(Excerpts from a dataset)
==========

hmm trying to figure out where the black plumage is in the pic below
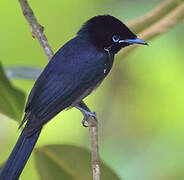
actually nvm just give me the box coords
[23,36,114,135]
[0,14,147,180]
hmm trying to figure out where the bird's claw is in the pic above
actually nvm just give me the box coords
[81,112,97,127]
[75,105,98,127]
[82,114,88,127]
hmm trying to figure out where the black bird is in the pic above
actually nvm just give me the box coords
[0,15,147,180]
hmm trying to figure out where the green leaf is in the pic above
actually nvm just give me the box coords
[0,163,4,171]
[35,145,120,180]
[5,66,42,80]
[0,63,25,121]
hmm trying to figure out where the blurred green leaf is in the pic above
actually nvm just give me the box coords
[35,145,121,180]
[0,62,25,121]
[5,66,42,80]
[0,163,4,171]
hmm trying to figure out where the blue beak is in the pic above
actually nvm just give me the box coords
[119,37,148,45]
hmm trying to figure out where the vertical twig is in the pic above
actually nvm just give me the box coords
[88,117,100,180]
[19,0,54,60]
[18,0,100,179]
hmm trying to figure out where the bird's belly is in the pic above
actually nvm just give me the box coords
[71,81,102,107]
[71,59,113,107]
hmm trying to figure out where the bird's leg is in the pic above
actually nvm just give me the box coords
[75,101,97,127]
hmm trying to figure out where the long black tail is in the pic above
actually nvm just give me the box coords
[0,115,42,180]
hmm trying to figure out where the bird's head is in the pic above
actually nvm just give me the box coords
[78,15,148,54]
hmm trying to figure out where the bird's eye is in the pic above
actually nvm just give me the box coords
[112,35,120,43]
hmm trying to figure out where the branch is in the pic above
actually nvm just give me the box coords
[77,101,100,180]
[18,0,100,179]
[118,0,184,58]
[19,0,54,60]
[127,0,181,33]
[88,117,100,180]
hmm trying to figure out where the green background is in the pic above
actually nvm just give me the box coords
[0,0,184,179]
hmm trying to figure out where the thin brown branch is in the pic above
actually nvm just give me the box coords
[127,0,182,33]
[19,0,54,60]
[139,3,184,40]
[118,0,184,58]
[88,117,100,180]
[78,101,100,180]
[18,0,100,179]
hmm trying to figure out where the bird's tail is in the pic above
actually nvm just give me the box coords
[0,114,42,180]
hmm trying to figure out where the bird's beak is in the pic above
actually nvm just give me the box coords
[119,38,148,45]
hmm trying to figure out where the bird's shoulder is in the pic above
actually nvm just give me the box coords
[51,37,107,68]
[25,37,108,112]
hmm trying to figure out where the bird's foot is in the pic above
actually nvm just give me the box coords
[81,112,97,127]
[75,106,97,127]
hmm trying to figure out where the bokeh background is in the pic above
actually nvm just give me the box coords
[0,0,184,179]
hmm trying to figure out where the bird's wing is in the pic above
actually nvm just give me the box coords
[23,45,106,135]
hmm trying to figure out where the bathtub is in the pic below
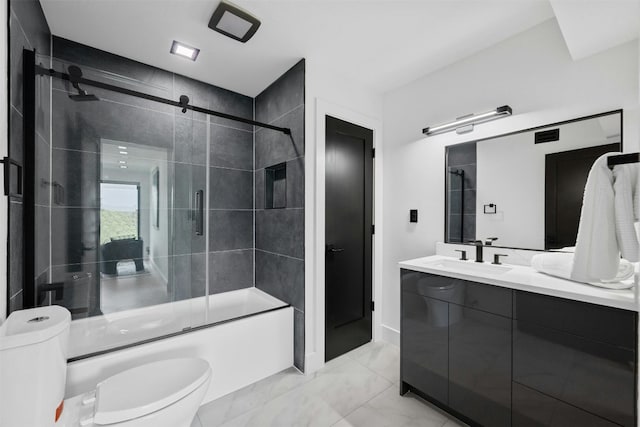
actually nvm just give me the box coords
[65,288,293,403]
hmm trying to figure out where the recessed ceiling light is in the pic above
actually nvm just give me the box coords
[120,165,128,169]
[208,0,261,43]
[119,151,128,155]
[119,160,126,164]
[170,40,200,61]
[118,145,127,150]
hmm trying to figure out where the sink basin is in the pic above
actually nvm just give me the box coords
[420,258,513,276]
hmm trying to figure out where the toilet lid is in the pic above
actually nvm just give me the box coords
[93,358,211,425]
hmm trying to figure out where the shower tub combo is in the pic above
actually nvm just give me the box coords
[18,46,300,405]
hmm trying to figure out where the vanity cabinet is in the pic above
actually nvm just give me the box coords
[400,269,638,427]
[513,291,637,427]
[400,269,513,427]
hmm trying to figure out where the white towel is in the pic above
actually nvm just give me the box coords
[613,164,640,262]
[532,253,634,289]
[571,153,621,282]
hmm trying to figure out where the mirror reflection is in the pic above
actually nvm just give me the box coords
[445,111,622,250]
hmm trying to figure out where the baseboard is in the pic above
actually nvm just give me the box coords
[381,324,400,347]
[304,351,324,375]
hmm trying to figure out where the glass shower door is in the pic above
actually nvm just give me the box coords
[30,54,206,357]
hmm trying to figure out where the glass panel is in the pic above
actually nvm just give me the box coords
[29,51,290,360]
[32,55,202,357]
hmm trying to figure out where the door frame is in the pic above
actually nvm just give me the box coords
[307,98,383,373]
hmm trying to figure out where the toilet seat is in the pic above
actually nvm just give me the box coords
[92,358,211,425]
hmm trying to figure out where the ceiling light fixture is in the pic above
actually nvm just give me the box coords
[423,105,513,136]
[170,40,200,61]
[208,0,261,43]
[118,145,127,150]
[119,151,128,155]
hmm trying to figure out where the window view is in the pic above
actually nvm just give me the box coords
[100,182,139,244]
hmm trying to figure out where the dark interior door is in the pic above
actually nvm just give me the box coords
[545,142,620,249]
[325,115,373,361]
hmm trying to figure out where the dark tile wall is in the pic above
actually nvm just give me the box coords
[255,60,306,370]
[446,142,477,243]
[8,0,51,314]
[49,37,254,313]
[9,27,306,371]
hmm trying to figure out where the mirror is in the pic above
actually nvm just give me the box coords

==========

> _Brief_
Give back every record above exactly as written, skipping each picture.

> _Result of the task_
hmm trying to figure out where the black plumage is in the pic below
actually nvm just give me the box coords
[23,36,114,135]
[0,14,147,180]
hmm trying to figure out where the bird's claw is in the pic above
actually nvm just give me the box coords
[81,112,97,127]
[75,105,98,127]
[82,114,88,127]
hmm trying to figure out where the black bird is in the pic above
actually nvm just give me the box coords
[0,15,147,180]
hmm trying to figure out where the green leaf is in the pic above
actually nvm just give me the box coords
[0,163,4,171]
[35,145,120,180]
[5,66,42,80]
[0,63,25,121]
hmm trying to figure out where the blurred green leaf is in the pic above
actually nvm just give me the box coords
[35,145,121,180]
[0,62,25,121]
[5,66,42,80]
[0,163,4,171]
hmm trying to figure out where the blue beak is in the pic above
actually nvm just give me the box coords
[119,37,148,45]
hmm trying to figure out where the vertical twig is in the pic above
actually nvm just give me the box coords
[88,117,100,180]
[19,0,54,60]
[18,0,100,179]
hmm trying to figure out where the bird's belly is in the pic above
actually nvm just give me the box coords
[71,81,102,107]
[71,59,113,107]
hmm trying to figure out where the bird's leg is in the pic above
actually nvm just give me the box coords
[75,101,97,127]
hmm trying to figure out where the long black tail is in the pic above
actually nvm just give me the box coords
[0,115,42,180]
hmm trying to figure out where the bird's head is in the pic above
actually nvm just give me the box coords
[78,15,148,54]
hmm trying to figure out where the bird's eye is in the pic above
actually nvm just give me the box coords
[112,35,120,43]
hmm trying to figure out where the branch is in the pic above
actually nvm just give me the box coords
[77,101,100,180]
[18,0,100,179]
[118,0,184,58]
[19,0,54,60]
[127,0,181,33]
[88,117,100,180]
hmm trying to figure out where the green background is in the pic above
actually nvm just give me the box coords
[0,0,184,179]
hmm trying to figure out where the thin brown branch is in the pic above
actually nvm just give me the box coords
[127,0,182,33]
[19,0,54,60]
[139,3,184,40]
[118,0,184,58]
[88,117,100,180]
[78,101,100,180]
[18,0,100,179]
hmm trying to figure out where the bird's tail is in the pic above
actually nvm just give me the box coords
[0,114,42,180]
hmm trying to figure out where the bird's beak is in the pic above
actually nvm just give me the box coords
[119,38,148,45]
hmm trying to figure out where the bird's shoulder is in the pic above
actually nvm just give me the box coords
[51,37,107,68]
[25,37,108,112]
hmm trying to figure out where the bird's foot is in the pic above
actually nvm just give me the box coords
[81,112,97,127]
[75,106,97,127]
hmm trying to figure out where the bokeh background is in the pic above
actually nvm just give me the box coords
[0,0,184,179]
hmm trying to figure out where the bird's wing is in the pic above
actually nvm just give me the box coords
[23,45,106,135]
hmm trying to figure out where the bathtub is in the pic below
actually nvm just give me the box coords
[65,288,293,403]
hmm trying to figure out where the recessed ceiling light is in the pic above
actually nvm just give me the box coords
[120,165,128,169]
[208,0,261,43]
[119,151,128,155]
[119,160,126,164]
[170,40,200,61]
[118,145,127,150]
hmm trying to figure out where the sink basin is in the pic above
actually nvm just give me the box coords
[420,258,513,276]
hmm trying to figure out where the toilet lid is in the pic above
actually nvm just give me the box coords
[93,358,211,425]
hmm trying to figure out where the shower tub combo is in the pic above
actually nvm just give me the box coords
[18,46,300,405]
hmm trying to figure out where the vanity cabinet is in the pic above
actually nvm just give me the box coords
[400,269,638,427]
[513,291,637,427]
[400,269,513,427]
hmm trying to figure out where the white towel is in the pic above
actually nvm just give me the box coords
[613,164,640,262]
[532,253,634,289]
[571,153,621,282]
hmm trying to figure out where the mirror reflection is in the pic above
actually nvm just give me the box coords
[445,111,622,250]
hmm trying to figure out where the baseboard is in the pic above
actually nvm just give me the box coords
[381,324,400,347]
[304,351,324,375]
hmm trying to figure out where the glass shower door is in the pic above
actually nvm just give me the box coords
[30,54,206,357]
hmm trying to figure out where the glass panel is in the pic above
actually nvm just give me the box coords
[29,51,290,360]
[32,55,202,357]
hmm trying to figure out where the door frame is in the pic above
actually nvm just give me the box coords
[307,98,383,373]
hmm trying to figure out where the toilet seat is in the pic above
actually nvm just give me the box coords
[92,358,211,425]
hmm trying to figure out where the ceiling light fixture is in the pic above
actually nvm just give me the box coords
[423,105,513,136]
[170,40,200,61]
[208,0,261,43]
[118,145,127,150]
[119,151,128,155]
hmm trying to figure out where the window view is in the pic above
actually nvm just give me the box coords
[100,182,139,244]
hmm trying to figure out where the dark interior door is in the pic above
actually nvm just give me the box coords
[545,142,620,249]
[325,115,373,361]
hmm trying to figure out where the dark tile wall is in the pic above
actually nvm just give me the box coords
[255,60,306,370]
[446,142,477,243]
[8,0,51,314]
[49,37,254,313]
[9,27,306,371]
hmm trying to figure out where the mirror is in the pic above
actually nvm just give me the box coords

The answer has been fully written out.